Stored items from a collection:
- - - - - - -
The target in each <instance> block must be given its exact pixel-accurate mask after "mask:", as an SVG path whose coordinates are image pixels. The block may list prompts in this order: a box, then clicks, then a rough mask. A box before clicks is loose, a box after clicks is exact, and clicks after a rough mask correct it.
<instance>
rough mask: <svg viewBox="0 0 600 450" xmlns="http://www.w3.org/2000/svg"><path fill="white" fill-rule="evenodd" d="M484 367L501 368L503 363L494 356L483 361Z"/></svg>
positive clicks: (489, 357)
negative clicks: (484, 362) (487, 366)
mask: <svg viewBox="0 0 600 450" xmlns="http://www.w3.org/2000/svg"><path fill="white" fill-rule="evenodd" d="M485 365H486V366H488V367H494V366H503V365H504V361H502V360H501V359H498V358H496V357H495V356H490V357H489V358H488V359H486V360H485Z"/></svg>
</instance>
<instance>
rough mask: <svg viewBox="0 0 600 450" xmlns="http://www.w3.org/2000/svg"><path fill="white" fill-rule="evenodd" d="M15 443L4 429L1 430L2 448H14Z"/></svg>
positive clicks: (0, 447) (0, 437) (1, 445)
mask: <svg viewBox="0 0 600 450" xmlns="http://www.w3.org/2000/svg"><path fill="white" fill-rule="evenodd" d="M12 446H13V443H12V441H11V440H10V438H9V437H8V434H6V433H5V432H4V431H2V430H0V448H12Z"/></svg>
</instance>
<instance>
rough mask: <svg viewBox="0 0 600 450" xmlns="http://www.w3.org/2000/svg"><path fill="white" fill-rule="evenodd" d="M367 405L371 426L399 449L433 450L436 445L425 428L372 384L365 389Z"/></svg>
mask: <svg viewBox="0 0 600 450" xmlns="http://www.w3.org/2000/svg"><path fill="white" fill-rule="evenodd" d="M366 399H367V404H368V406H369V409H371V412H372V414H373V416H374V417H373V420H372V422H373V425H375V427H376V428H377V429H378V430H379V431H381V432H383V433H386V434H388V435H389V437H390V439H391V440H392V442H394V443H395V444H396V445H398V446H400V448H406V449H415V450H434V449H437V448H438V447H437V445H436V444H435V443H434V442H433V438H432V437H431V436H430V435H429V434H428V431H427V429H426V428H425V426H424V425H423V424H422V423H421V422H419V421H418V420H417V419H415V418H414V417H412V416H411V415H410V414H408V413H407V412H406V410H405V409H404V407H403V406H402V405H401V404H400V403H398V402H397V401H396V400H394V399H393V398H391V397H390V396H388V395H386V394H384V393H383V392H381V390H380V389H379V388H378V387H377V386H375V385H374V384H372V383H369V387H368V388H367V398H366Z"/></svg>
- - - - - - -
#### [TASK TO COMPLETE]
Set out every record in full, exactly as given.

#### [RESPONSE TO THIS TASK]
The target in each <instance> block must be given its exact pixel-accurate mask after "mask:", as an SVG path whose coordinates are image pixels. The block may list prompts in this order: a box, then clicks, then a rough mask. A box before clicks is loose, a box after clicks is exact, and clicks after a rough mask correct it.
<instance>
rough mask: <svg viewBox="0 0 600 450" xmlns="http://www.w3.org/2000/svg"><path fill="white" fill-rule="evenodd" d="M484 367L501 368L503 363L494 356L483 361Z"/></svg>
positive clicks: (489, 357)
negative clicks: (484, 362) (487, 366)
mask: <svg viewBox="0 0 600 450" xmlns="http://www.w3.org/2000/svg"><path fill="white" fill-rule="evenodd" d="M485 365H486V366H488V367H494V366H503V365H504V361H502V360H501V359H498V358H496V357H495V356H490V357H489V358H488V359H486V360H485Z"/></svg>
</instance>
<instance>
rough mask: <svg viewBox="0 0 600 450" xmlns="http://www.w3.org/2000/svg"><path fill="white" fill-rule="evenodd" d="M15 443L4 429L1 430L2 448H14Z"/></svg>
positive clicks: (0, 447) (0, 437) (1, 445)
mask: <svg viewBox="0 0 600 450" xmlns="http://www.w3.org/2000/svg"><path fill="white" fill-rule="evenodd" d="M12 446H13V443H12V441H11V440H10V438H9V437H8V434H6V433H5V432H4V431H2V430H0V448H12Z"/></svg>
</instance>
<instance>
rough mask: <svg viewBox="0 0 600 450" xmlns="http://www.w3.org/2000/svg"><path fill="white" fill-rule="evenodd" d="M367 405L371 426L399 449L433 450L436 445L425 428L372 384L365 389Z"/></svg>
mask: <svg viewBox="0 0 600 450" xmlns="http://www.w3.org/2000/svg"><path fill="white" fill-rule="evenodd" d="M366 399H367V404H368V406H369V409H371V412H372V414H373V416H374V417H373V420H372V422H373V425H375V427H376V428H377V429H378V430H379V431H381V432H383V433H386V434H388V435H389V437H390V439H391V440H392V442H394V443H395V444H396V445H398V446H400V448H406V449H415V450H434V449H437V448H438V447H437V445H436V444H435V443H434V442H433V438H432V437H431V436H430V435H429V434H428V431H427V429H426V428H425V426H424V425H423V424H422V423H421V422H419V421H418V420H417V419H415V418H414V417H412V416H411V415H410V414H408V413H407V412H406V410H405V409H404V407H403V406H402V405H401V404H400V403H398V402H397V401H396V400H394V399H393V398H391V397H390V396H388V395H386V394H384V393H383V392H381V390H380V389H379V388H378V387H377V386H375V385H374V384H372V383H369V387H368V388H367V398H366Z"/></svg>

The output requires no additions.